** TEXT SECTION follows **

QuEChERS (quick, easy, cheap, effective, rugged and safe) is a promising sample preparation method that was first reported
in 2003 by Anastassiades, Lehotay and colleagues for the determination of pesticide residues in vegetables and fruits (15).
Since then QuEChERS has been widely used for the analysis of pesticides and other compounds of concern in various food, oil
and beverage matrices (16–18). The QuEChERS procedure involves extraction of pesticides from a sample with high water content
into acetonitrile with the addition of salts to separate the phases and partition the pesticides into the organic layer. This
is followed by dispersive solid-phase extraction (dSPE) to clean up various matrix coextractives and is achieved by mixing
an aliquot of sample extract with sorbents prepacked in a centrifuge tube.
Figure 1: Classes, structures, LogP and pKa values of the eight pesticides selected in this study.

** End of TEXT SECTION **
** SOURCE INFORMATION follows **

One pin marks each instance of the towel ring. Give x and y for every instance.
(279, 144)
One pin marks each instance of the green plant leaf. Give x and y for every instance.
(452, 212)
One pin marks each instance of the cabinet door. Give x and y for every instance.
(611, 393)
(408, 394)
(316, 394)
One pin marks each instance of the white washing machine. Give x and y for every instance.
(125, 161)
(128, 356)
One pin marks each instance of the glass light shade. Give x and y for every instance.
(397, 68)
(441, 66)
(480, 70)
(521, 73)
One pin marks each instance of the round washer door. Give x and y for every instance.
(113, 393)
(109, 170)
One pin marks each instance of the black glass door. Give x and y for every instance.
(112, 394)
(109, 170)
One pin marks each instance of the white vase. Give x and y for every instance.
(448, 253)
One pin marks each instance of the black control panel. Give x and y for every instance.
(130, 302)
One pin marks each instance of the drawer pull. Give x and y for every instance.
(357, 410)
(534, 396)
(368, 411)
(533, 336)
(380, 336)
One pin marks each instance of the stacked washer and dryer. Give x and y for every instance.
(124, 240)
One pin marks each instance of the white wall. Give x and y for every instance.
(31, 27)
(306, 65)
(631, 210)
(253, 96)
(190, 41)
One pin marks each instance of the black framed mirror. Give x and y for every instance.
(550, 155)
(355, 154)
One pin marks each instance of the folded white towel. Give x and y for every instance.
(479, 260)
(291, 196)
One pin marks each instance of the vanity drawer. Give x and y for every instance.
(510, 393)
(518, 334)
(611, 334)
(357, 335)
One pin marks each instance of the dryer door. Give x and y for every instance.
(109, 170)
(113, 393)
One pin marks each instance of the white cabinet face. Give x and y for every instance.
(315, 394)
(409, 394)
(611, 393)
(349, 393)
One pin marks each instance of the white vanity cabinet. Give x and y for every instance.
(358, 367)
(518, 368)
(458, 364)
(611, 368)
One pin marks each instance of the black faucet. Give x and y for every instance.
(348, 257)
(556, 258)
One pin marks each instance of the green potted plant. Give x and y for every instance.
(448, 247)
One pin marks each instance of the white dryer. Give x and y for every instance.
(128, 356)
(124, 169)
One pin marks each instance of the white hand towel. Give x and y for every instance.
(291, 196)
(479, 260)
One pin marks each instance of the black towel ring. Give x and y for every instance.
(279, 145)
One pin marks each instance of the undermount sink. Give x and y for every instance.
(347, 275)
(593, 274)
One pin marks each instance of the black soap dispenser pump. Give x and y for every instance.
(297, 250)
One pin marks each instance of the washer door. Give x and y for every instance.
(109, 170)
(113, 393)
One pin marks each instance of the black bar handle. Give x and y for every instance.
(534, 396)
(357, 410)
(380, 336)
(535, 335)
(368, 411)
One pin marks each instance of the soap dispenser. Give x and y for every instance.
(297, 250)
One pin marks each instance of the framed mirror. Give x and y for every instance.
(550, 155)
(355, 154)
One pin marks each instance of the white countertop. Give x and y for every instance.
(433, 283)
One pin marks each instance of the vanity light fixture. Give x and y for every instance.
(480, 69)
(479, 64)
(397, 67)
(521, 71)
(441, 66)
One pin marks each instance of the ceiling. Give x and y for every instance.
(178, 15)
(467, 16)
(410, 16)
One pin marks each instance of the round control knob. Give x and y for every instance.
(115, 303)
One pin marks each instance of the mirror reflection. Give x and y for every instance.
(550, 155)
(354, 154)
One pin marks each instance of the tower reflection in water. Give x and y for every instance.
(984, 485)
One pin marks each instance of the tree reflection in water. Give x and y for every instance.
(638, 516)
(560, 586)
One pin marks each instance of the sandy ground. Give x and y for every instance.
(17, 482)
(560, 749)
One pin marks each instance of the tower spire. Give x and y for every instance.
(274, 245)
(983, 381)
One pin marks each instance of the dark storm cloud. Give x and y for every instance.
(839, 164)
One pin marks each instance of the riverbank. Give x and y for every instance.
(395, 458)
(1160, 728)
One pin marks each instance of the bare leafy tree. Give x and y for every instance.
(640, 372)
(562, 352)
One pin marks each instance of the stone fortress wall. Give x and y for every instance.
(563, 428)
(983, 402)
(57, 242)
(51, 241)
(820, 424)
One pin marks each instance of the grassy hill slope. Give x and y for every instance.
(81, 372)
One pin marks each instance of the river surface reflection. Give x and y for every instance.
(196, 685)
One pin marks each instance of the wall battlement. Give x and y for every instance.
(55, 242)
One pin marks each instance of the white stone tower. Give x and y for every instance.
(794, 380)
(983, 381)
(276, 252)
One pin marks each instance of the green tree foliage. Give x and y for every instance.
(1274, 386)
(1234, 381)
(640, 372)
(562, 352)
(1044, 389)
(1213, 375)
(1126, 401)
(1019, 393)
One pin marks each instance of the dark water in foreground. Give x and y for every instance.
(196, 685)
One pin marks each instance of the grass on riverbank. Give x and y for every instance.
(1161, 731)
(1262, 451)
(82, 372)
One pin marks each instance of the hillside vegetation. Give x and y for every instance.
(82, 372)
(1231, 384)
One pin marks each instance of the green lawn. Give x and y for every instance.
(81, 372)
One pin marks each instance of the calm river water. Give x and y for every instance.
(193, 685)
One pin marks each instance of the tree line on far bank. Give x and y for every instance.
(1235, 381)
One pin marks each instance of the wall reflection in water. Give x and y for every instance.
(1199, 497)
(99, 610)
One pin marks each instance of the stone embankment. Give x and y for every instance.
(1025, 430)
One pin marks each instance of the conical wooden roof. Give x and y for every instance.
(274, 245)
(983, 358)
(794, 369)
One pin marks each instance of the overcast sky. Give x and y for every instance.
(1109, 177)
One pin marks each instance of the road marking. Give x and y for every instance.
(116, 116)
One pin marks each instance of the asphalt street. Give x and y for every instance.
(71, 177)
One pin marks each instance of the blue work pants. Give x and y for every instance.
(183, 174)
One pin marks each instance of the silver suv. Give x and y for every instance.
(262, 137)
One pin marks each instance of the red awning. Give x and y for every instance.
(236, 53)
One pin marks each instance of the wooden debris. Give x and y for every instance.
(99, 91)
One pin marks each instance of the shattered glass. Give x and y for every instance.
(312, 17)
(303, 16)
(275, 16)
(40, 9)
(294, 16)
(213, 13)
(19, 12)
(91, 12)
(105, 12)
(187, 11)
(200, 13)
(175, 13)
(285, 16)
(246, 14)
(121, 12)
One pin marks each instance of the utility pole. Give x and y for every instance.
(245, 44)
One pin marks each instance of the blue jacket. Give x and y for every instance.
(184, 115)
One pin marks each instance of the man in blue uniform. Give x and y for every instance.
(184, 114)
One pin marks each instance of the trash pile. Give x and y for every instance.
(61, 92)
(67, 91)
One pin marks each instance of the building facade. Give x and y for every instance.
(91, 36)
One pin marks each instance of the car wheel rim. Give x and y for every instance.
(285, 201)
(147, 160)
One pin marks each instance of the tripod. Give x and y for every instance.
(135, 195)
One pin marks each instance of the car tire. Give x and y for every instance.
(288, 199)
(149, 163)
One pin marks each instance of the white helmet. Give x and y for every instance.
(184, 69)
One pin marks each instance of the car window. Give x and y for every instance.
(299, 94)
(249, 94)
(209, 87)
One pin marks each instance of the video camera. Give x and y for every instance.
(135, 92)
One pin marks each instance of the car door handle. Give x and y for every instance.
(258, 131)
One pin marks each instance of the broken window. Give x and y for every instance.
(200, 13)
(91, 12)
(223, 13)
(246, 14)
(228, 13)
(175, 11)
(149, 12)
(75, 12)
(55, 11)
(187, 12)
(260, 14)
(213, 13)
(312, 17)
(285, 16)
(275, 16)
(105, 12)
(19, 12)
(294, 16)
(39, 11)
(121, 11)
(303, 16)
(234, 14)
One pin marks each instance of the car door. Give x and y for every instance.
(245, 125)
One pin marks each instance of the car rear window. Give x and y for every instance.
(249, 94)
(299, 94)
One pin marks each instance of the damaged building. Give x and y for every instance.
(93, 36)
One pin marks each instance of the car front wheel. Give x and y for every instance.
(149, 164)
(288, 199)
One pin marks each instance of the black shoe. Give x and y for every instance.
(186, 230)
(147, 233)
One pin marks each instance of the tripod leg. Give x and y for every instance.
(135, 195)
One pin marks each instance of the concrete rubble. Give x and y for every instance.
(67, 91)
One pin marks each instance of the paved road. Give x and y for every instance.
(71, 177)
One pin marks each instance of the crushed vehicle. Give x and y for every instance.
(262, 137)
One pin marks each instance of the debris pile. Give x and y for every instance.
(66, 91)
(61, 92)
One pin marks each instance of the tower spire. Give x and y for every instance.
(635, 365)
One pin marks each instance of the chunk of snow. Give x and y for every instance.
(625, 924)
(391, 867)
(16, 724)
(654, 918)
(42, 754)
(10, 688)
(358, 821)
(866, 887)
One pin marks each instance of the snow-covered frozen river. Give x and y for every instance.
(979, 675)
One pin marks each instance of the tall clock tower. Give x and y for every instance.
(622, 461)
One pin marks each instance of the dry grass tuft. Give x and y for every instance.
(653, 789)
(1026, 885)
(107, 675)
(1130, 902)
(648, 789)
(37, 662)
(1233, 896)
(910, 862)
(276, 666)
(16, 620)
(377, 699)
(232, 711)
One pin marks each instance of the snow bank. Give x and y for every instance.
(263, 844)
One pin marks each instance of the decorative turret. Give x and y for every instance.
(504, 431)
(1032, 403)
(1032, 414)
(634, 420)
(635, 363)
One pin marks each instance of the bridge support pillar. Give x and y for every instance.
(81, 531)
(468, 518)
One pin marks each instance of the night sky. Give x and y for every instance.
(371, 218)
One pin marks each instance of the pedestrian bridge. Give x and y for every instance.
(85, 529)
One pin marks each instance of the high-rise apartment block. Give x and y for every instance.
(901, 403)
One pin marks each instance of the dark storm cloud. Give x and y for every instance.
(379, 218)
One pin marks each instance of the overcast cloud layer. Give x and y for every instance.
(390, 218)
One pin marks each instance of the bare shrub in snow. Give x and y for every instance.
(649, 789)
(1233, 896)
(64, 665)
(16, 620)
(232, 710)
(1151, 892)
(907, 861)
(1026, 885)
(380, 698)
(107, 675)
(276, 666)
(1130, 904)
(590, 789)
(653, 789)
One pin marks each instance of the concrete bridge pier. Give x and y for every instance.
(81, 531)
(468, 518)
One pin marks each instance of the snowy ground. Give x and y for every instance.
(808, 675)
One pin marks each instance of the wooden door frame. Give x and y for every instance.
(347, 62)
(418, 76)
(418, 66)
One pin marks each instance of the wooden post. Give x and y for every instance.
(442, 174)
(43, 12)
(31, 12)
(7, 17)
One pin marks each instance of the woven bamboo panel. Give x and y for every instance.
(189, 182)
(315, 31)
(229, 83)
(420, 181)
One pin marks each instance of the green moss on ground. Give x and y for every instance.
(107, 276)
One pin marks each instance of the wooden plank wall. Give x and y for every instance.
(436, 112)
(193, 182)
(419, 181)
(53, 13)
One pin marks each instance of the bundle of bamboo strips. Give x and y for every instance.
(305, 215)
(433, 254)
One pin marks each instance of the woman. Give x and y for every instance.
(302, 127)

** End of SOURCE INFORMATION **

**TASKS TO PERFORM**.
1. Translate this sentence from the QuEChERS passage into Spanish: "Since then QuEChERS has been widely used for the analysis of pesticides and other compounds of concern in various food, oil and beverage matrices (16–18)."
2. Rewrite the QuEChERS passage from "Since then QuEChERS" up to and including "in this study.", renaming "acetonitrile" as "ethyl acetate".
The records are separate material, unrelated to the QuEChERS passage.

**EXERCISE RESPONSES**.
1. Desde entonces, QuEChERS se ha utilizado ampliamente para el análisis de plaguicidas y otros compuestos preocupantes en diversas matrices de alimentos, aceites y bebidas (16–18).

2.
Since then QuEChERS has been widely used for the analysis of pesticides and other compounds of concern in various food, oil
and beverage matrices (16–18). The QuEChERS procedure involves extraction of pesticides from a sample with high water content
into ethyl acetate with the addition of salts to separate the phases and partition the pesticides into the organic layer. This
is followed by dispersive solid-phase extraction (dSPE) to clean up various matrix coextractives and is achieved by mixing
an aliquot of sample extract with sorbents prepacked in a centrifuge tube.
Figure 1: Classes, structures, LogP and pKa values of the eight pesticides selected in this study.